--- start of EXCERPT TO READ ---

Be Still

9651026257?profile=originalBe still, and know that I am God; I will be exalted among the nations, I will be exalted in the earth (Psa. 46:10).

Solitude is the creation of holy space and time for God, but it is not stillness; that is an inner condition. In Psalm 46:10, the word for still in Hebrew is raphah (raw-faw’). It means to sink, to relax by necessity as it were, to fall or hang limp. The short definition is to fail. To sag. It is the idea of coming to the end of oneself. In one passage it is translated to become helpless.

As O. Hallesby reminds us, “Prayer and helplessness are inseparable.”[1] Other meanings are: to cease, to collapse, to be discouraged, even to drop, emotionally and physically. It can also mean to let one be alone, to leave one alone. Overall, it is the idea of stillness and solitude, of waiting out of necessity, at times, lifelessly.

--- end of EXCERPT TO READ ---
--- start of PROVIDED DATA ---

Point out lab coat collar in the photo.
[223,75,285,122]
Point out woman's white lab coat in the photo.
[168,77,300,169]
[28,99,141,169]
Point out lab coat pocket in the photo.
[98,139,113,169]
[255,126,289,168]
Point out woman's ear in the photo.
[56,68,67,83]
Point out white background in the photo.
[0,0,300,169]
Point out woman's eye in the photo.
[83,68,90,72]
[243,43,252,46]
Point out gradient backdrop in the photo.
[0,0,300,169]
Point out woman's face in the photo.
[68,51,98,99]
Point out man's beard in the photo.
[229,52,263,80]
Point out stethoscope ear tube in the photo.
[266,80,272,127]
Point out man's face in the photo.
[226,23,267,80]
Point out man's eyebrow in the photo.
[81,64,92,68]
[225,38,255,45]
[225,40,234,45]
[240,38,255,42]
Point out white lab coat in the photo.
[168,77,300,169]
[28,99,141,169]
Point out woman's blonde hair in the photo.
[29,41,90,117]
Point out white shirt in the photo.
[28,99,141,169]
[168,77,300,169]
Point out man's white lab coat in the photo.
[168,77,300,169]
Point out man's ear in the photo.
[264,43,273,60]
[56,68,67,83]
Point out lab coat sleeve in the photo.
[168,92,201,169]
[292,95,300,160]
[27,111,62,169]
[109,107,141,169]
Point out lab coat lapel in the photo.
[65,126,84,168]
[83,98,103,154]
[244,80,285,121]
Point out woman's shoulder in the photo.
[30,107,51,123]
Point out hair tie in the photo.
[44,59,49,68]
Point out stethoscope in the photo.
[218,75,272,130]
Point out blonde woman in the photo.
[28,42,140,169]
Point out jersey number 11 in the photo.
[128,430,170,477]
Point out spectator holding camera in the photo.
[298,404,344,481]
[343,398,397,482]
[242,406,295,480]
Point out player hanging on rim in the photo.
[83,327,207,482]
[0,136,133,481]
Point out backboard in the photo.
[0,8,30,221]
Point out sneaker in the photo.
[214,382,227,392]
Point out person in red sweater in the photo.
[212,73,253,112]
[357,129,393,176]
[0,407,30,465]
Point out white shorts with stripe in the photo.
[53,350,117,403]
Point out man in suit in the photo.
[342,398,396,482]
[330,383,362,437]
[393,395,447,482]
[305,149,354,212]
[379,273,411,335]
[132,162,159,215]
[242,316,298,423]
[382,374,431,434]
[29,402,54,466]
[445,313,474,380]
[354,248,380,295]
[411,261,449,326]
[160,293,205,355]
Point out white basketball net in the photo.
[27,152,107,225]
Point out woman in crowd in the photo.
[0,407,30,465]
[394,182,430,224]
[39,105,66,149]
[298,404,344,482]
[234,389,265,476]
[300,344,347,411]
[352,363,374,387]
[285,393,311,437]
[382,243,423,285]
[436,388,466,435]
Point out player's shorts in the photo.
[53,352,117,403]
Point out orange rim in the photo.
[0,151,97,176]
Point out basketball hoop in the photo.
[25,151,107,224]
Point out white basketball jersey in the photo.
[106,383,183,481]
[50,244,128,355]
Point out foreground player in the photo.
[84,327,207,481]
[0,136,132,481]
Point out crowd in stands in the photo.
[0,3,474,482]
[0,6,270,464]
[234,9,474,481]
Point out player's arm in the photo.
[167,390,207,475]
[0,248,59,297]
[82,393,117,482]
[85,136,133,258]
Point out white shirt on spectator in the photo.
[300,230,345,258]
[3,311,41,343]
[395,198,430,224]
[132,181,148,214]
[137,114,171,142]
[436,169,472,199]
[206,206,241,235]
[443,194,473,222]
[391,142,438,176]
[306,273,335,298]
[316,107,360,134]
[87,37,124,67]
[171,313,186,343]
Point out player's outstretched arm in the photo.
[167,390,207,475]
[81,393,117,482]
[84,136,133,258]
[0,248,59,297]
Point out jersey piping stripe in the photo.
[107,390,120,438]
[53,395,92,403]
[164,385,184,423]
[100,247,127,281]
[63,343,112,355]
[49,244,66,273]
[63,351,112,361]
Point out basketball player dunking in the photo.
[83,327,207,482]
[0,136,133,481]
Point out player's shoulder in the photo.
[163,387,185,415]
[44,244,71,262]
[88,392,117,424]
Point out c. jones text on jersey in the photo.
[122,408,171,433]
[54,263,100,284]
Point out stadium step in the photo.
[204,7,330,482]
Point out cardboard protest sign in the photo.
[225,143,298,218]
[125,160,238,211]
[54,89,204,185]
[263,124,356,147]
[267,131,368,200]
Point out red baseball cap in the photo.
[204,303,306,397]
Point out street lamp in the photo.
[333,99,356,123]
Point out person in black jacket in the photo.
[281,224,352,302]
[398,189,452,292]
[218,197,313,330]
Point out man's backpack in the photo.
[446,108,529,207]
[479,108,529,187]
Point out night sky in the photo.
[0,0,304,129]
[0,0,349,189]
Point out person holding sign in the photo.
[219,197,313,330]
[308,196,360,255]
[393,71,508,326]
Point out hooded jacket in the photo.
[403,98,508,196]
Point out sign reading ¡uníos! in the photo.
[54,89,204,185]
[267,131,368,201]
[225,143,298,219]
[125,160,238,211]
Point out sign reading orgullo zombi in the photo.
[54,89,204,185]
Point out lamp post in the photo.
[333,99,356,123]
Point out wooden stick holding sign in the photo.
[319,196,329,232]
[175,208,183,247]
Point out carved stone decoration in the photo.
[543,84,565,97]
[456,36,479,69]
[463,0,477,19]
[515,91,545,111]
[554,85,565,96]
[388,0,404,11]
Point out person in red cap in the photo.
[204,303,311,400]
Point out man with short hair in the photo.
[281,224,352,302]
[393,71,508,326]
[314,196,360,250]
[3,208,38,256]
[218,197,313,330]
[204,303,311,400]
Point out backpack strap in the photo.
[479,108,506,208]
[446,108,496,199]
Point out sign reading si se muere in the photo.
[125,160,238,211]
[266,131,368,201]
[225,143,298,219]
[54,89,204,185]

--- end of PROVIDED DATA ---

In the passage on stillness, list every meaning of the Hebrew word given in the sentence that begins "Other meanings are". Rely only on the text above.

**PROBLEM SOLUTION:**
- to cease
- to collapse
- to be discouraged
- to drop (emotionally and physically)